• WRITTEN EXERCISE:
Reproduce each of the following items word for word, with no changes or omissions.

• RECORDS SHOWN:
◇ ◇ ◇ ◇ ◇
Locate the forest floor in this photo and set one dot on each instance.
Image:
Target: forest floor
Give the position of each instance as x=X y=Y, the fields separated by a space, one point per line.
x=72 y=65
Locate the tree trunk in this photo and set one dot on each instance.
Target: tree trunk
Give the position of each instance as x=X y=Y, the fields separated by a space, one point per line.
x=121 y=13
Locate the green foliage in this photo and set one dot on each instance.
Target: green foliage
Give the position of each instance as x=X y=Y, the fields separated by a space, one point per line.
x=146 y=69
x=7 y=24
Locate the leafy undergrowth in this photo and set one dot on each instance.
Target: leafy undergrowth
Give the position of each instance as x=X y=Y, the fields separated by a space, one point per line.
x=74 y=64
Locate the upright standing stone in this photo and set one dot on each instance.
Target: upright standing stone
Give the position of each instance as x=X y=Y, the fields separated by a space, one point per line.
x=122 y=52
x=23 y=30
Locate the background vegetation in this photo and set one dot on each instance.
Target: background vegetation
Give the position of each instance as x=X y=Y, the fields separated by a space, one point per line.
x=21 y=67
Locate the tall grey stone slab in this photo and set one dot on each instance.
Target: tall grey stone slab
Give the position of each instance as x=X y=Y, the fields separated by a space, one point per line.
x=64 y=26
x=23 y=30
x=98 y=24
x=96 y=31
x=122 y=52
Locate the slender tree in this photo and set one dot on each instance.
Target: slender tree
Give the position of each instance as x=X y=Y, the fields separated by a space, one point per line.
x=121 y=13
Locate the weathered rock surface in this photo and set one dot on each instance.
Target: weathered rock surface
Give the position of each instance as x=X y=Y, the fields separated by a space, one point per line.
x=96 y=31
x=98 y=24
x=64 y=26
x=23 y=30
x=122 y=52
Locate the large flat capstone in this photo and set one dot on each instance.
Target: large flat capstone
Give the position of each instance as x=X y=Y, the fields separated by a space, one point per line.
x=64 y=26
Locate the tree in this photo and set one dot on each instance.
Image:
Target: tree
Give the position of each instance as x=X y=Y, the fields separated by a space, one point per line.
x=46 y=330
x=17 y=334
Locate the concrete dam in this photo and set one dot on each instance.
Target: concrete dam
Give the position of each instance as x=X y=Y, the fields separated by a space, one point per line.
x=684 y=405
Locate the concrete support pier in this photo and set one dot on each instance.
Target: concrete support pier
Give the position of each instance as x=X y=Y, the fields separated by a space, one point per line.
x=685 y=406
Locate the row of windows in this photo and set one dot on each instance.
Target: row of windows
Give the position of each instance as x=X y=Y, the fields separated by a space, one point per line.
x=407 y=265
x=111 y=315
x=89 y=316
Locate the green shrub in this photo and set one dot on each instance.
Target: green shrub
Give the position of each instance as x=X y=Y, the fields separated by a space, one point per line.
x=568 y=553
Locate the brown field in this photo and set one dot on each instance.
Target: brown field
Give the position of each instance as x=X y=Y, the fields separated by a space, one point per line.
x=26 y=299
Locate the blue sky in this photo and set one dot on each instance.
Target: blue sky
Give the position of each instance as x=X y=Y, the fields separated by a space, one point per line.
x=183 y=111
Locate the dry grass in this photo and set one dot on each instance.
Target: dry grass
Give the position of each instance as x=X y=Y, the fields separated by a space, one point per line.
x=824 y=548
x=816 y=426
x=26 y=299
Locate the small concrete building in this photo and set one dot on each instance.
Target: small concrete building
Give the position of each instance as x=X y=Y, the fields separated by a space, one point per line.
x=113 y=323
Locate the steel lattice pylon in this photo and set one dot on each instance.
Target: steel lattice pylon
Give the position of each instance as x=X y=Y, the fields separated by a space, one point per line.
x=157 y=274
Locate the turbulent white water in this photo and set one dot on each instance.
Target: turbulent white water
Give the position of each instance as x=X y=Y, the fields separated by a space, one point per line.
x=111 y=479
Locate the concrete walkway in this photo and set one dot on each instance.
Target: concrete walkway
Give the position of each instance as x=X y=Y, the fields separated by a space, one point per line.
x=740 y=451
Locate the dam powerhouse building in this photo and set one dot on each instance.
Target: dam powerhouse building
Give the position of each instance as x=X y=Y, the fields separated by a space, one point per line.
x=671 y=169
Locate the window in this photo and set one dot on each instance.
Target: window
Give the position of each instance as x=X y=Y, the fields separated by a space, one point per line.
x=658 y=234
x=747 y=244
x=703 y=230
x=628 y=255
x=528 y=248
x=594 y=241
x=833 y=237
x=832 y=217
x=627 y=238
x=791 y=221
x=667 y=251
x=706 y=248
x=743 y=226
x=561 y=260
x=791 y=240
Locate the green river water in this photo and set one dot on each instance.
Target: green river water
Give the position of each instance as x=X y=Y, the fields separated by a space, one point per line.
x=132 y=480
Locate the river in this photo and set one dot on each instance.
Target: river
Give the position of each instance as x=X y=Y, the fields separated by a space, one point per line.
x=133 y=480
◇ ◇ ◇ ◇ ◇
• WRITTEN REPLY:
Locate the forest floor in this photo and set one dot on each instance.
Image:
Target: forest floor
Give the position of each instance as x=X y=Y, the fields separated by a space, one point per line.
x=72 y=65
Locate the tree trunk in this photo and set one dot on each instance.
Target: tree trunk
Give the position of each instance as x=X y=Y, the fields separated by a space, one point per line.
x=121 y=13
Locate the green foliage in this photo and set one dot on each instance.
Target: green foliage
Give the position of each instance as x=X y=Y, the fields separated by a space, one point per line.
x=146 y=69
x=7 y=24
Locate the leafy undergrowth in this photo and set one dot on each instance.
Target: leafy undergrowth
Give the position of each instance as x=X y=Y, the fields separated by a space, one point per line.
x=74 y=64
Locate the upright standing stone in this photo and set one dot on each instance.
Target: upright standing stone
Give the position of each instance as x=X y=Y, the fields separated by a space, one point per line.
x=122 y=52
x=23 y=30
Locate the background vegetation in this photo and set one dot on each instance.
Target: background vegetation
Give the position of each instance as x=X y=Y, the fields separated by a space, one point per line.
x=21 y=67
Locate the tall grey stone slab in this photo and set one dot on each instance.
Target: tall grey stone slab
Give the position of each instance as x=X y=Y, the fields separated by a space, one point per line.
x=64 y=26
x=23 y=30
x=98 y=24
x=96 y=31
x=122 y=52
Locate the slender tree in this photo and set one dot on each instance.
Target: slender tree
Give the position of each instance as x=X y=Y, the fields separated by a space, one point per line.
x=121 y=13
Locate the weathered rock surface in this photo and set one dot on each instance.
Target: weathered rock surface
Give the position of each instance as x=X y=Y, the fields separated by a space, one point per line.
x=96 y=31
x=98 y=24
x=64 y=26
x=23 y=30
x=122 y=52
Locate the large flat capstone in this photo and set one dot on each instance.
Target: large flat capstone
Give the position of each instance as x=X y=Y, the fields separated by a space, one point per line.
x=64 y=26
Locate the tree in this photo and set one dot on each instance.
Image:
Target: tree
Give the position of each instance as x=X y=Y, the fields separated by a space, one point per line.
x=46 y=330
x=17 y=334
Locate the concrete dam in this photo and set one dot on each instance.
Target: concrete dam
Give the position of each instance as x=X y=Y, the fields separated by a space, one point per line.
x=684 y=405
Locate the concrete support pier in this photo and set one dot on each instance.
Target: concrete support pier
Give the position of each instance as x=X y=Y, the fields separated by a space, one point per line.
x=685 y=406
Locate the row of windows in this photo and set one dot on each instance.
Target: row of windows
Give the position of each instance as x=X y=Y, the fields separated by a space, one point per line.
x=407 y=265
x=111 y=315
x=89 y=316
Locate the green shrub in this photo and set one dot on each instance.
Target: green shrub
Give the position of each instance as x=X y=Y, the fields separated by a space, one point per line.
x=568 y=553
Locate the brown field in this photo and set one dot on each instance.
Target: brown field
Give the position of each instance as x=X y=Y, the fields separated by a space, one point per line.
x=26 y=299
Locate the blue sky in this photo and set one dot on each instance.
Target: blue sky
Give the position of each instance as x=X y=Y, the fields separated by a space, one point per line.
x=183 y=111
Locate the dry grass in this photo and set one dot on each instance.
Target: dry grass
Give the position of each instance as x=X y=Y, the fields separated by a space, one point per line.
x=824 y=548
x=816 y=426
x=26 y=299
Locate the small concrete building in this photo and set one dot on each instance.
Target: small concrete building
Give the position of each instance as x=X y=Y, the fields separated by a space, one point per line.
x=113 y=323
Locate the steel lattice pylon in this photo and set one dot on each instance.
Target: steel lattice pylon
Give the position of each instance as x=X y=Y, the fields separated by a space, one point per line.
x=157 y=274
Locate the turbulent white water in this photo and set one dot on each instance.
Target: turbulent white water
Give the position of each instance as x=X y=Y, the fields separated by a space, one point per line.
x=111 y=479
Locate the concrete walkway in this photo and set one dot on each instance.
Target: concrete walkway
Give the position of each instance as x=X y=Y, the fields separated by a space, one point per line.
x=740 y=451
Locate the dam powerhouse building in this photo and set one dot on each instance.
Target: dam powerhouse building
Give the position of each instance as x=X y=Y, the fields separated by a space, one point per line.
x=671 y=169
Locate the window in this photo and set one dot on each instance.
Target: window
Give the position of each instance as x=X y=Y, the fields separated by a space, one point per line.
x=658 y=234
x=747 y=244
x=703 y=230
x=628 y=255
x=528 y=248
x=594 y=241
x=833 y=237
x=832 y=217
x=627 y=238
x=791 y=221
x=667 y=251
x=706 y=248
x=743 y=226
x=561 y=260
x=791 y=240
Locate the green river water in this photo and set one dot on each instance.
Target: green river water
Give the position of each instance as x=X y=Y, the fields separated by a space, one point per line.
x=132 y=480
Locate the river in this photo and set one dot on each instance.
Target: river
Give the position of each instance as x=X y=Y, the fields separated by a space, one point per line.
x=133 y=480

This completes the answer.